And I mean, the best thing to come out
of it is you scratched your own itch.
You, you're doing something for yourself
that you thought it would be useful.
And now you can potentially
be useful for other people.
Um, I.
And that's contrary to what you'll hear.
A lot of folks say is you
should do the market research.
You should talk to your
potential customers.
Is that don't build anything
until you've talked to 100
people that might pay you money.
And here you are.
You build something is useful for you.
And I think there's a lot of
value in that, even if it doesn't.
Ever make you any money in the future.
And I'm sure you've learned,
learned a ton of skills as well.
Along the
Jamie Maguire: hey, and
that's the other thing, right?
Like, yeah, it may get
monetized at one point.
Um, that wasn't the sole motivator, but
what came out the other end of that whole
process, Was a massive bunch of learnings
and people, people who want to ship SAS
using Microsoft Azure and NET, they can
go through that seven part series and
see what it takes to go from building a
little prototype, but running JSON files.
Right over to the other end of publishing
it into Azure, down to registering the
custom domain and integrating, integrating
identity and the playbook's there.
Right.
Ah, and this is very meta, right?
But it markets me , right?
So Right.
And to just to like tease that a
little bit more, like another prototype
actually landed me a consulting gig.
Right.
Which was a commercial arrangement.
So, you see, there's sometimes, like,
by shipping stuff out into the world,
there are many, there's like second
and third order effects that can occur.
Um, so I just thought I'd share that.
Kevin Griffin: my friend, Aaron Francis
says this all the time, that whenever
you're putting stuff out in public, you're
just increasing your luck surface area
to, because you're absolutely right.
You just put something out there, the
right set of eyes see it and they go.
I know the guy I'm just called Jamie
and Jamie can help me with this.
I already know Jamie can do it.
Cause Jamie wrote a six
part series on doing it.
Um, I, uh, I'm going to admit I've got
at least a dozen consulting engagements
myself for that same reason, just
putting something out there and.
Someone goes, Hey, I read
your article on whatever.
And, uh, we do a consulting gig with me.
Sure.
It might be one day of consulting.
I have a couple that
have gone for 10 years.
Jamie Maguire: I love it.
Kevin Griffin: just keep
coming back for more.
You never know.
Jamie Maguire: That's awesome, man.
That is awesome.
I love it.
Kevin Griffin: Uh, all right.
So daily tracker.
And then you have another
one called, uh, audio notes.
Jamie Maguire: Yeah, yeah.
So there's another one called Audio Notes.
And, uh, in essence, Audio Notes lets you
create concise notes from the spoken word.
Uh, what do I mean by that?
Uh, well, you can, you can take your, your
cell phone, flick it open, and then log
in, access the website, press record, and
start basically dumping your thoughts.
====
— Exercises —
(1) Using the transcript, list in order each action the speaker describes a user taking to start using Audio Notes.
(2) Decide whether each statement below agrees with the transcript, answering yes or no and quoting the words from the transcript that settle it.
(a) Kevin Griffin says a couple of his consulting engagements have lasted 10 years.
(b) Jamie Maguire says making money was the sole motivator for his project.
(c) Audio Notes creates notes from written documents.

— Supplied data —
====
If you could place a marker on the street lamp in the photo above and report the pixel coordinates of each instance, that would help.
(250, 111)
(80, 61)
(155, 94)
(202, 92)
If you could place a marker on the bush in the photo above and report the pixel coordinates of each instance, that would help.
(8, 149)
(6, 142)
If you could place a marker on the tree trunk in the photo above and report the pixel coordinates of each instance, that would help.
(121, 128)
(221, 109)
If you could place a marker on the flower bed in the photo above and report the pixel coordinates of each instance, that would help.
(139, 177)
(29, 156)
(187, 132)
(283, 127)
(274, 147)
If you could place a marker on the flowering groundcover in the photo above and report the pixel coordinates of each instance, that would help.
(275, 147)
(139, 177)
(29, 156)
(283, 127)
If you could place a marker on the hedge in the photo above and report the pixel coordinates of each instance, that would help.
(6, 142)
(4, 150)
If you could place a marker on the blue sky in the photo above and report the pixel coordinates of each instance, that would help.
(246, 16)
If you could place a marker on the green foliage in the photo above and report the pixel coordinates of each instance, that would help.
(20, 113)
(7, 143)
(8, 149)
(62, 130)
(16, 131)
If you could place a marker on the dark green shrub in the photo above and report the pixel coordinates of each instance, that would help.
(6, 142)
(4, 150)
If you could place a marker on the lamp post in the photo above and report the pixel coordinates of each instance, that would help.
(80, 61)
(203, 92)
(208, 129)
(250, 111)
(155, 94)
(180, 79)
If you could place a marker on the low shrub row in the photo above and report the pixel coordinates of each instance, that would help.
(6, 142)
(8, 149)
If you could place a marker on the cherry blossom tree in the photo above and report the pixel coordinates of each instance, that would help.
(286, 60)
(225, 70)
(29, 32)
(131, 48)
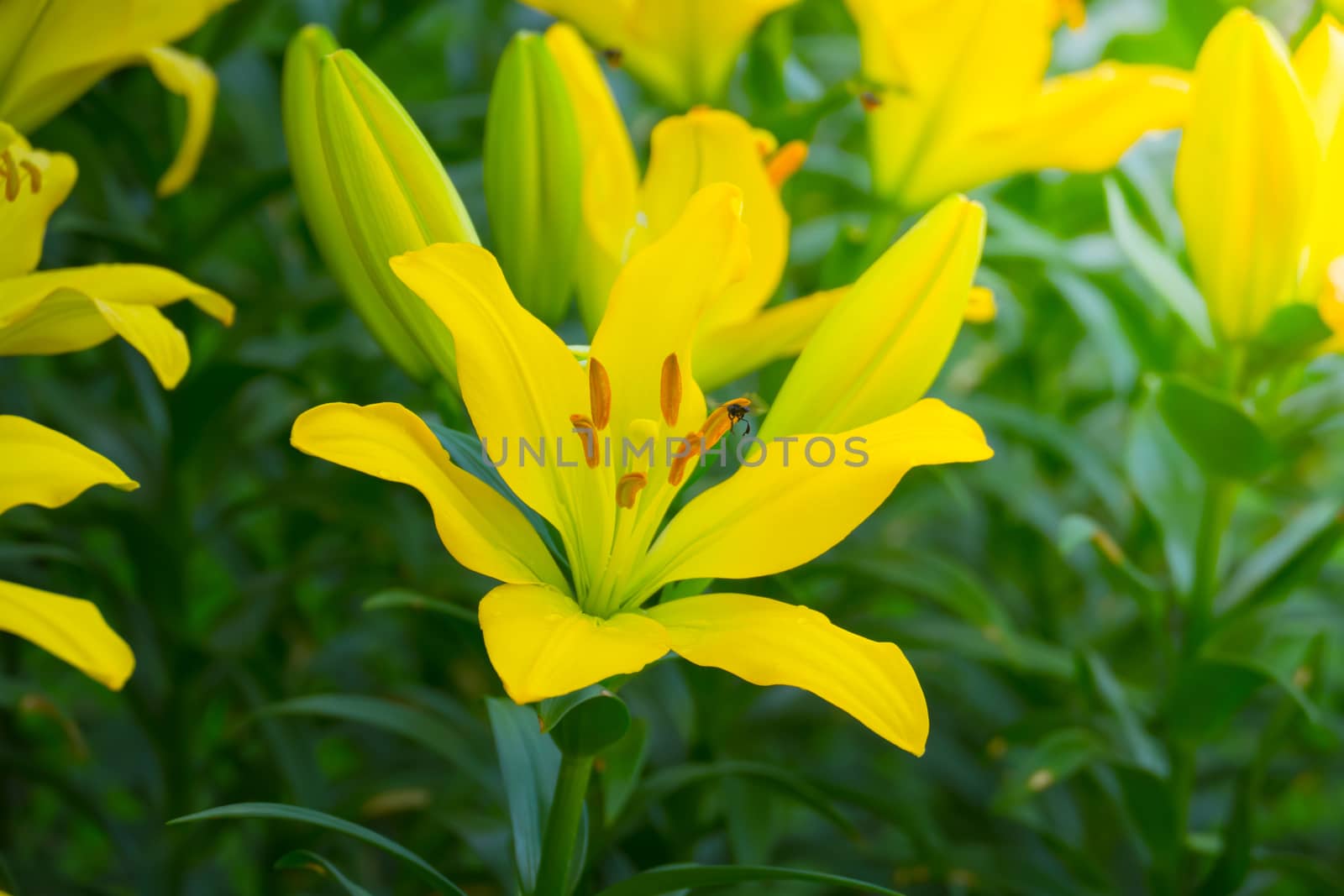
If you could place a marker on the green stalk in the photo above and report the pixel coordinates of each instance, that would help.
(562, 828)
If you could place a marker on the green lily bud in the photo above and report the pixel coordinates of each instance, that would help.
(371, 188)
(533, 176)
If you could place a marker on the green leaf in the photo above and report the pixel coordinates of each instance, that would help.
(586, 721)
(669, 781)
(307, 860)
(1171, 486)
(1234, 862)
(1148, 802)
(1156, 266)
(1289, 559)
(620, 768)
(409, 721)
(678, 878)
(528, 762)
(407, 600)
(279, 812)
(1221, 437)
(1057, 758)
(1207, 694)
(1142, 748)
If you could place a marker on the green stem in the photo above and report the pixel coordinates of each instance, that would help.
(1220, 500)
(562, 828)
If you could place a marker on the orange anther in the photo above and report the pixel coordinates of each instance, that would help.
(669, 390)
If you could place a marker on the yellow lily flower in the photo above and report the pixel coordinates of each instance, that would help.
(961, 97)
(682, 50)
(550, 631)
(51, 53)
(49, 469)
(1260, 176)
(76, 308)
(622, 214)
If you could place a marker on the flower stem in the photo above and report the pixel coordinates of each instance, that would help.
(562, 826)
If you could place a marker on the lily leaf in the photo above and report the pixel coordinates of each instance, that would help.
(279, 812)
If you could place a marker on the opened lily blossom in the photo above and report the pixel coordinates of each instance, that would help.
(49, 469)
(53, 53)
(74, 308)
(1260, 176)
(559, 624)
(682, 50)
(622, 212)
(66, 311)
(961, 98)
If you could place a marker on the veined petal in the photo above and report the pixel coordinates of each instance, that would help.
(1320, 69)
(769, 517)
(192, 80)
(519, 382)
(1245, 175)
(769, 642)
(69, 629)
(685, 51)
(1086, 121)
(479, 526)
(726, 354)
(49, 469)
(542, 645)
(120, 284)
(33, 184)
(658, 302)
(886, 340)
(611, 172)
(707, 147)
(58, 316)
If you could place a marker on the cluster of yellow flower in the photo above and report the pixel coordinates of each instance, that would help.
(674, 271)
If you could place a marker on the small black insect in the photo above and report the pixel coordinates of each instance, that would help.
(739, 412)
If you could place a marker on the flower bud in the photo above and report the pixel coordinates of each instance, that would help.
(371, 187)
(533, 177)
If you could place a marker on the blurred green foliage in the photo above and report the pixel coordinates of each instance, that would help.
(1042, 597)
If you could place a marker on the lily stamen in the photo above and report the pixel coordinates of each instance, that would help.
(628, 490)
(669, 391)
(600, 394)
(586, 432)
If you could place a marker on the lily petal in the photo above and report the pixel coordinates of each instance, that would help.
(948, 71)
(542, 645)
(69, 629)
(658, 302)
(769, 642)
(707, 147)
(1320, 69)
(727, 354)
(880, 348)
(765, 519)
(479, 526)
(49, 469)
(1061, 128)
(519, 382)
(192, 80)
(77, 308)
(611, 172)
(33, 184)
(1245, 175)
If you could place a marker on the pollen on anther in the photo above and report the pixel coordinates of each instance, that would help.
(600, 394)
(669, 391)
(628, 488)
(584, 426)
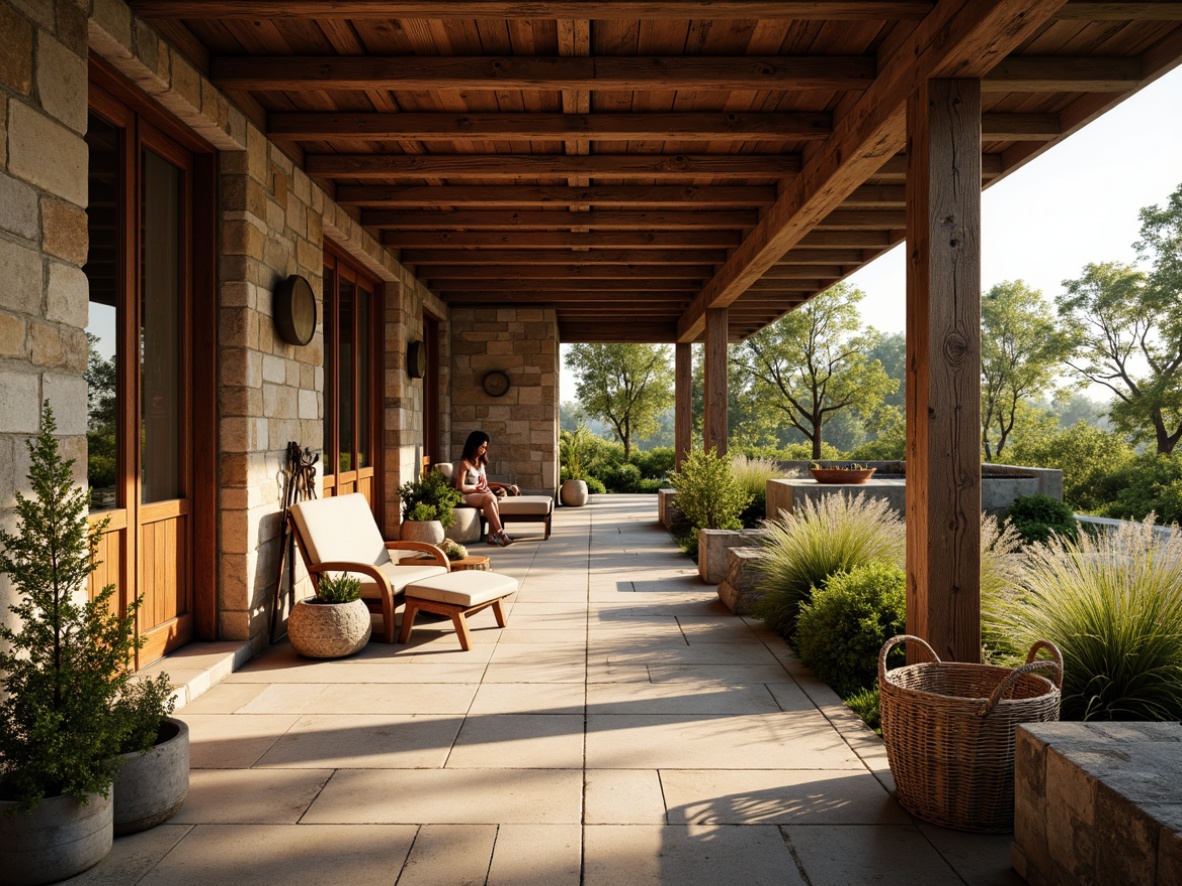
====
— Task-by-task solutions —
(1)
1. Take your cell phone
2. Flick it open
3. Log in
4. Access the website
5. Press record
6. Start dumping your thoughts

(2)
(a) Yes: "I have a couple that have gone for 10 years."
(b) No: "that wasn't the sole motivator"
(c) No: "Audio Notes lets you create concise notes from the spoken word."